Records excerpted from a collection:

◇ ◇ ◇ ◇ ◇ ◇ ◇

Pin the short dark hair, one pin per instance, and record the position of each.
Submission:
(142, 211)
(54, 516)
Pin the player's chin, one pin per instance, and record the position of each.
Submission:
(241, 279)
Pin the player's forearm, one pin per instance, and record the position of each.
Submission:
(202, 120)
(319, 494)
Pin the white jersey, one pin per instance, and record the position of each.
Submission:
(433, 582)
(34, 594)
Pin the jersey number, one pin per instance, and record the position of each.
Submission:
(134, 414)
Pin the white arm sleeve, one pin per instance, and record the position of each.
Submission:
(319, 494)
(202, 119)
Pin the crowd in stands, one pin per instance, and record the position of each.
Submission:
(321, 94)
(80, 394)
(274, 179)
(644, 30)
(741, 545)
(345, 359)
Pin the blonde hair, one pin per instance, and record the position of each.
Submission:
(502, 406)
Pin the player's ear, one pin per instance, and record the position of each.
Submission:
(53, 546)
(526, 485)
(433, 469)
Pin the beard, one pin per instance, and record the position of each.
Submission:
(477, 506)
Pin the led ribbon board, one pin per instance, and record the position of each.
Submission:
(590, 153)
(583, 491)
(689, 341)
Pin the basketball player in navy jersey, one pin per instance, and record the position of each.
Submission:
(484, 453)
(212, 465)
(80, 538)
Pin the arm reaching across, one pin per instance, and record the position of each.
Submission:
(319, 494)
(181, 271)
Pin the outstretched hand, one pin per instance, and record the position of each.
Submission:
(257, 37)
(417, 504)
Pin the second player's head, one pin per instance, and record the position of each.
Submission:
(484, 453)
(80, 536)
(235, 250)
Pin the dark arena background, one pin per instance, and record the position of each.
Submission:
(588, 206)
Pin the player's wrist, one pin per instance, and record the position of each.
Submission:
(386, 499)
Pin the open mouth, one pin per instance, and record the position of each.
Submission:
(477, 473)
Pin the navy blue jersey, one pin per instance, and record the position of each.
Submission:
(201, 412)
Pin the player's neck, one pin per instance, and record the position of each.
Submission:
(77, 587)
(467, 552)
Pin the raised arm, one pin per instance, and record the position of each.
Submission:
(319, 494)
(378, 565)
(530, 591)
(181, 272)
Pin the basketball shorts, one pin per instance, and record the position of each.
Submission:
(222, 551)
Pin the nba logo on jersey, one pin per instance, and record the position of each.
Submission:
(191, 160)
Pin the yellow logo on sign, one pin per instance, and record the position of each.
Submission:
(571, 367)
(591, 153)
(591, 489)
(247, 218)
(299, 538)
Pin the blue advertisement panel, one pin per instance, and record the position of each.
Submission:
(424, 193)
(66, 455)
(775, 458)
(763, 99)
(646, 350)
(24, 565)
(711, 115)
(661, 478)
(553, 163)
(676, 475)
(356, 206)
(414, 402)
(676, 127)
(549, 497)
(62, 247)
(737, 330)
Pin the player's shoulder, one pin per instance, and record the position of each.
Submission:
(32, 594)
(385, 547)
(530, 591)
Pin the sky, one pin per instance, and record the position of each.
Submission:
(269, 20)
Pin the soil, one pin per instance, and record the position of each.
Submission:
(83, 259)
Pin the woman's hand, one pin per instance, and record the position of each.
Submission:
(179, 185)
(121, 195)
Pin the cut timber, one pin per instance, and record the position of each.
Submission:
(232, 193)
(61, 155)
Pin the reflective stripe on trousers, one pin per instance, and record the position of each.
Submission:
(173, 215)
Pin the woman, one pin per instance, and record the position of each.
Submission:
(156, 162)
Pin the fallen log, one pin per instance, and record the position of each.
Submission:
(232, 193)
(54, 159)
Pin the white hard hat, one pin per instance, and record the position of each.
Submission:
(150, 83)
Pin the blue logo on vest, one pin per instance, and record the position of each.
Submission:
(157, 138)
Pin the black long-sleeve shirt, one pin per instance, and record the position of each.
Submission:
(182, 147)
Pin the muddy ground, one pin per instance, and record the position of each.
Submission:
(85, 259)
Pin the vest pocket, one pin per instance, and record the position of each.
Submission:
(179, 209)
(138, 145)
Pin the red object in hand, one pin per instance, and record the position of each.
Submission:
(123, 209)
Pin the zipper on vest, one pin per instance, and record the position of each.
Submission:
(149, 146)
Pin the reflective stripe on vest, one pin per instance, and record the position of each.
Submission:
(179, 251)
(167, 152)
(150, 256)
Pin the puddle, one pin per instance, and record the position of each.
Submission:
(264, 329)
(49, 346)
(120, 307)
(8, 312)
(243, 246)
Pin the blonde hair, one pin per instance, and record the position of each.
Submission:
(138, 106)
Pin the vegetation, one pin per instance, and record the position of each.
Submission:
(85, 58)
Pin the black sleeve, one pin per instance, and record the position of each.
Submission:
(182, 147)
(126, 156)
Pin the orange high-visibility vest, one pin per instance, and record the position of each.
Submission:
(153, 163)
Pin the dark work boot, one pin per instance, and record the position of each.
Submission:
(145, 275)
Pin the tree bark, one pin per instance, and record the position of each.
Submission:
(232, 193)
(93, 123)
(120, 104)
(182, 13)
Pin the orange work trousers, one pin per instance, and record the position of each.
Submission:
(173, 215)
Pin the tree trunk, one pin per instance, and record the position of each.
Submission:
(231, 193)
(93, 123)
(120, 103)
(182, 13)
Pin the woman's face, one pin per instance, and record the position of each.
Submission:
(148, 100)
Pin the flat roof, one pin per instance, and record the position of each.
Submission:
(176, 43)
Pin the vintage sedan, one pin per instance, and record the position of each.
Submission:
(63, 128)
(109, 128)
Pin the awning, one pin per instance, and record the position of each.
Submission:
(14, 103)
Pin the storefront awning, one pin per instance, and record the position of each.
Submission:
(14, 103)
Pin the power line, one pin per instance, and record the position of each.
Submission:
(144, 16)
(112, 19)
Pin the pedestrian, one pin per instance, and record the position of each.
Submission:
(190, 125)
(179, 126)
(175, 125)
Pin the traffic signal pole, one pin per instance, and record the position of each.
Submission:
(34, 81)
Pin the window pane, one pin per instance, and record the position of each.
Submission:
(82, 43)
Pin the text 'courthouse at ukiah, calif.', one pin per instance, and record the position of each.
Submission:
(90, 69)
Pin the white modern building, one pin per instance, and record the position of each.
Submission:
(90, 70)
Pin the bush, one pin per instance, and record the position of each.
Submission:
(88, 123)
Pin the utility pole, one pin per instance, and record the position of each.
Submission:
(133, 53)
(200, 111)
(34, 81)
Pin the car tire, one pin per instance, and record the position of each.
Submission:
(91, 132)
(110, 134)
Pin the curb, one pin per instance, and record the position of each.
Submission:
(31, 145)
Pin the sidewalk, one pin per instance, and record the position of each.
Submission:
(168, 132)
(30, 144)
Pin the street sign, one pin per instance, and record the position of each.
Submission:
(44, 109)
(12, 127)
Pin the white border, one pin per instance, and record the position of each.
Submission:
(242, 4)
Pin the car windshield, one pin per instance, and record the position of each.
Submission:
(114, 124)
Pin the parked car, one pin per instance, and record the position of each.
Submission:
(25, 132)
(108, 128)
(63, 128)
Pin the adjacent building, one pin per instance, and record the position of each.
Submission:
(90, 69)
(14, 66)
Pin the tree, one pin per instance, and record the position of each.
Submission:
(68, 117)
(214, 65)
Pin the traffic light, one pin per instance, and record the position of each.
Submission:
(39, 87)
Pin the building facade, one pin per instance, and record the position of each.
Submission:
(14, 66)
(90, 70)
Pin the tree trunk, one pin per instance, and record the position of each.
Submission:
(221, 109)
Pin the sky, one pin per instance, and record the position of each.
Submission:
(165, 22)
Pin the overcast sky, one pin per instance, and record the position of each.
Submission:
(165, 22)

◇ ◇ ◇ ◇ ◇ ◇ ◇

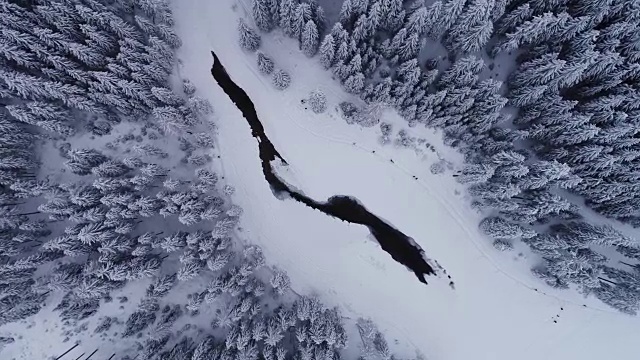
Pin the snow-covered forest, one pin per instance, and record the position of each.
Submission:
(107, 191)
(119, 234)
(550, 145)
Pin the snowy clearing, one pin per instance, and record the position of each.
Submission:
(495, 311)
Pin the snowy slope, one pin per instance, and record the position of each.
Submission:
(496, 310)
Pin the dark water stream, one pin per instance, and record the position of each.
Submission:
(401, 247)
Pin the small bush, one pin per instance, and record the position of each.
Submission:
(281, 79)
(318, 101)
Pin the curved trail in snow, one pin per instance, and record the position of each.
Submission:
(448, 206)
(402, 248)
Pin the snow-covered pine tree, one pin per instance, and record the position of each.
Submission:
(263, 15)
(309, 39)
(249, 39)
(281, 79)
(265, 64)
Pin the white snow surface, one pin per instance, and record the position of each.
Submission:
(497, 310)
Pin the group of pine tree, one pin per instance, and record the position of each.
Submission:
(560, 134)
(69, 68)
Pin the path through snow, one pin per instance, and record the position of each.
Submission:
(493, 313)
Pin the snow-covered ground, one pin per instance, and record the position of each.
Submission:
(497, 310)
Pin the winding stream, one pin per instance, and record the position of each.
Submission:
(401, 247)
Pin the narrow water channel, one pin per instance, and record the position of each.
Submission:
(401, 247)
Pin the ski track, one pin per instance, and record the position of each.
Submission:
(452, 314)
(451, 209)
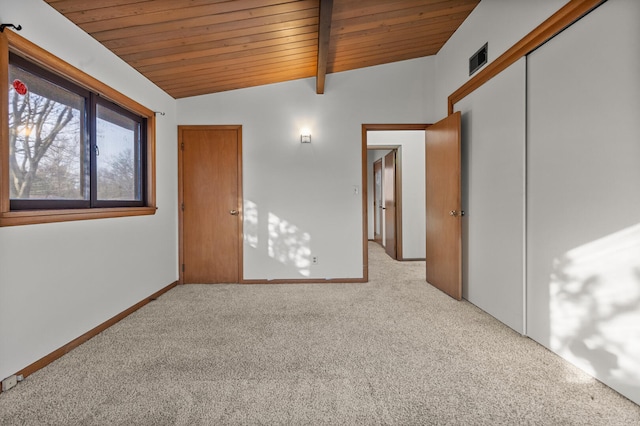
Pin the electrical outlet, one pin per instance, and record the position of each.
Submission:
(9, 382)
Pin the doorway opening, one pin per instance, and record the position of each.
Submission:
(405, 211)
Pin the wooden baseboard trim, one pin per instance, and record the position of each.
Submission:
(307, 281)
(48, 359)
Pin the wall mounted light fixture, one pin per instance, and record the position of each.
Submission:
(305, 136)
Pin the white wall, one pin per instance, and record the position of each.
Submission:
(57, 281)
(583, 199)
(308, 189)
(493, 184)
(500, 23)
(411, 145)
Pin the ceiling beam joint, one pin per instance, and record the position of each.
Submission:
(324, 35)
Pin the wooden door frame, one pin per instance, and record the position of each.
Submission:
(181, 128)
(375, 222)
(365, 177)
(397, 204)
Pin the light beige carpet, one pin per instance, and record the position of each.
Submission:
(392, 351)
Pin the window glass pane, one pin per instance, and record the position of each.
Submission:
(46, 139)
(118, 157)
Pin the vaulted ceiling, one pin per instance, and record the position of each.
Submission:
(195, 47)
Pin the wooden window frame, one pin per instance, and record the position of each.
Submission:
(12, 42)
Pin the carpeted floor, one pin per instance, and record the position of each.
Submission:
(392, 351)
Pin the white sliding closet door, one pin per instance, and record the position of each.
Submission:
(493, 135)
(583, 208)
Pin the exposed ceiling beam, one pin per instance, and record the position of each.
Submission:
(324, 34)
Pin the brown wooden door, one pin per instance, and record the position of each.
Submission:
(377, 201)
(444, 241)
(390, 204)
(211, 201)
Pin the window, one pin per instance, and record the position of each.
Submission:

◇ ◇ ◇ ◇ ◇ ◇ ◇

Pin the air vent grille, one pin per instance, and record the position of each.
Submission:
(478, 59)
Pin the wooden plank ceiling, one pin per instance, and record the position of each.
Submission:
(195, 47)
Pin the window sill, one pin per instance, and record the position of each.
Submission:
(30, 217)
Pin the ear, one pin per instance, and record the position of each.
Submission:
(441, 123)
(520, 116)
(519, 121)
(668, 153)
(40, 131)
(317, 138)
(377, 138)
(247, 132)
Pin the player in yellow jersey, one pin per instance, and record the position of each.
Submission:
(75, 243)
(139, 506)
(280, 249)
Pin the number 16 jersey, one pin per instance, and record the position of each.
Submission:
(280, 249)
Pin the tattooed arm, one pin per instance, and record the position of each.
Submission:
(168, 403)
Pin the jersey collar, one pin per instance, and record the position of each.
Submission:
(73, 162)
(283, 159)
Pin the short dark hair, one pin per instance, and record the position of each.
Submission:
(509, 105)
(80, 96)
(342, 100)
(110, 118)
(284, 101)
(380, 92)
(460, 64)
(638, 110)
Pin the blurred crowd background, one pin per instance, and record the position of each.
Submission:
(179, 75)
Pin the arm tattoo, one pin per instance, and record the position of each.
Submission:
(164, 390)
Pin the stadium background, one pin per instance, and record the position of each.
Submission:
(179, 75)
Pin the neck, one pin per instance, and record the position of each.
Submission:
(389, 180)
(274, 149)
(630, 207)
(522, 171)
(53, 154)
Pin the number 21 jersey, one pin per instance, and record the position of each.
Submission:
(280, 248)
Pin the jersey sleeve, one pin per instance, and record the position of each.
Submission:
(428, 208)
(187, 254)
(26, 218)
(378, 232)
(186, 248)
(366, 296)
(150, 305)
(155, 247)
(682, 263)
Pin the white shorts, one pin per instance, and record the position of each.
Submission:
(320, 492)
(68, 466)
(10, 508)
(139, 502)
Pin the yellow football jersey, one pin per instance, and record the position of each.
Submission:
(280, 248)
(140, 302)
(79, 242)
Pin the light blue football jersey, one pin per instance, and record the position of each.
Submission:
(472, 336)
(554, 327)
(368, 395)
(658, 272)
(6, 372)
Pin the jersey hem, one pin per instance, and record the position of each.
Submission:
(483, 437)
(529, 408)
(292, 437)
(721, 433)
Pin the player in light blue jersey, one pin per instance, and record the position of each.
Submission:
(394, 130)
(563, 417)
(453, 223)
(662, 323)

◇ ◇ ◇ ◇ ◇ ◇ ◇

SET EXERCISE: Return every line of the records that contains the string "player".

CORRECT ANSWER:
Pin the player's chin, one pin per instance, and record the position of each.
Pin the player's forearm, one pin per instance, and record the position of each.
Pin the player's ear, one pin per instance, and record the position of each.
Pin the basketball player in navy jersey, one pin per instance, and record the position of each.
Pin the second player's head, one pin per instance, and record the position of each.
Pin the player's wrist, one pin per instance, and record the position of each.
Pin the player's neck, one pin per instance, and record the position of each.
Pin the player's shoulder, one pin per instance, and record the position of each.
Pin the player in yellow jersey, one pin per instance, and record the position of each.
Pin the player in light blue jersey, one pin per instance, and record the position of each.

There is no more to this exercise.